→ **TASK BRIEF**:
Copy the data exactly from the line that contains "like x=227, y=70." through the line that contains "like x=54, y=168.", keeping both end lines and leaving out everything else.

→ **INFORMATION SUPPLIED**:
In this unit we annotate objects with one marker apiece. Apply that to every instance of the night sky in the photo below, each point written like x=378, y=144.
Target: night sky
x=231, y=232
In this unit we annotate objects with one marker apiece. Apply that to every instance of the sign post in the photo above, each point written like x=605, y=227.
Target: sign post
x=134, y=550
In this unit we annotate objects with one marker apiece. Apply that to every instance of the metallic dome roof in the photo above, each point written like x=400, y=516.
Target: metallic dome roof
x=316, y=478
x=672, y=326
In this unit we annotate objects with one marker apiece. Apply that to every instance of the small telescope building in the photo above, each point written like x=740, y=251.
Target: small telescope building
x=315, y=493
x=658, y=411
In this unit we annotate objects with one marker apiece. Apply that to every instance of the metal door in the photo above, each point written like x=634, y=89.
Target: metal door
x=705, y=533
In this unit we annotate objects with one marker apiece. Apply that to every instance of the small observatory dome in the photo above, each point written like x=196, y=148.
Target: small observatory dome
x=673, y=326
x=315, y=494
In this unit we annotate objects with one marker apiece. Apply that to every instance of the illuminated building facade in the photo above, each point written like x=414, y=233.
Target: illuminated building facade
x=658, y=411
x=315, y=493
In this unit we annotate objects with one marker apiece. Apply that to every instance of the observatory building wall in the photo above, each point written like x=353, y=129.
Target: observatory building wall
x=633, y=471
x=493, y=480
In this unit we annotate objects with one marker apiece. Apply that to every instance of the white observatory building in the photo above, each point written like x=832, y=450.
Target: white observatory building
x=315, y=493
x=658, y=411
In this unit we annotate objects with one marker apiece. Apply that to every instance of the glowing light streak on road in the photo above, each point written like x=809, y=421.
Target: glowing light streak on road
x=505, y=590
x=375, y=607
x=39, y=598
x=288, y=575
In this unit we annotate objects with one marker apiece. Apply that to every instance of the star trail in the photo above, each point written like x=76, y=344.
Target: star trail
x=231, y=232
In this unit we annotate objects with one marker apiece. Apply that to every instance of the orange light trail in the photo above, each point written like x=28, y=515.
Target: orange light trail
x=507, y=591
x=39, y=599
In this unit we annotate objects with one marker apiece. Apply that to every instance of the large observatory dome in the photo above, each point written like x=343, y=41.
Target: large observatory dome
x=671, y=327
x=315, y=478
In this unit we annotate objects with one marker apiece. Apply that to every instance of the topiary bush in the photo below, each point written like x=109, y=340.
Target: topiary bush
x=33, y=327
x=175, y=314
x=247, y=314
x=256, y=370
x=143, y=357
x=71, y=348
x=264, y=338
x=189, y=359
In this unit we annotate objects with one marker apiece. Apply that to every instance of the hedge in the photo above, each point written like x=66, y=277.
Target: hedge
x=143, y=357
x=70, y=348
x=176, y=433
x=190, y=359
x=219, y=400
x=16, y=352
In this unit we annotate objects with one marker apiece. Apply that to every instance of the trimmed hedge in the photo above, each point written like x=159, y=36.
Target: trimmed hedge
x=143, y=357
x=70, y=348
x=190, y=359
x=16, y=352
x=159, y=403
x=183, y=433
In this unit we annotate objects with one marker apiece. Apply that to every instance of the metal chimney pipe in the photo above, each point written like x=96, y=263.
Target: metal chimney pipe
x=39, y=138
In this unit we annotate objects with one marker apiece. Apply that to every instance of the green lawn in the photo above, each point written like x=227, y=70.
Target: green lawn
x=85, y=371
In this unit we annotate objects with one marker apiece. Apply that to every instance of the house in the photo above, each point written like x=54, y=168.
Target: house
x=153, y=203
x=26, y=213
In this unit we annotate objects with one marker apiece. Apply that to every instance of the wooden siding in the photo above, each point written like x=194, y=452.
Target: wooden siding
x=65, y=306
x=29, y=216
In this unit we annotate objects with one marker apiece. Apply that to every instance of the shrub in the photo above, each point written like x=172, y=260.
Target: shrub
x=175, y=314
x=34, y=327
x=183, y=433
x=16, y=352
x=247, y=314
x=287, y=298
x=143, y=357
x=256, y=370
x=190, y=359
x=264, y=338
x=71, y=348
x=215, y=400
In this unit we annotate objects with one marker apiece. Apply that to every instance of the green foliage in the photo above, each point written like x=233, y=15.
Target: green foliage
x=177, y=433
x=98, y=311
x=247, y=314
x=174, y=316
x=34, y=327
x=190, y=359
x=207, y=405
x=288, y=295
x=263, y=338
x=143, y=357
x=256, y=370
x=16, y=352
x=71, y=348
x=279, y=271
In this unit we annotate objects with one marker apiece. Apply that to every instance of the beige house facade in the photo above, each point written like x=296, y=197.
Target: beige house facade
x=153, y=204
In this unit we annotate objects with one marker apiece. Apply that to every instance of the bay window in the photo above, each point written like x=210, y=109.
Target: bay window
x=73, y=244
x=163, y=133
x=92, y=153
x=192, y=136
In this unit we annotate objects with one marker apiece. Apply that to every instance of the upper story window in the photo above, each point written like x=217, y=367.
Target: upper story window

→ **WRITTEN SOLUTION**:
In this unit we annotate objects with one marker apiece. Apply that to every instance of the green lawn in the photo above, each point written like x=227, y=70.
Target: green lawn
x=85, y=371
In this unit we annotate objects with one marker apiece. Apply that to every instance of the house in the photo above, each point written like x=54, y=168.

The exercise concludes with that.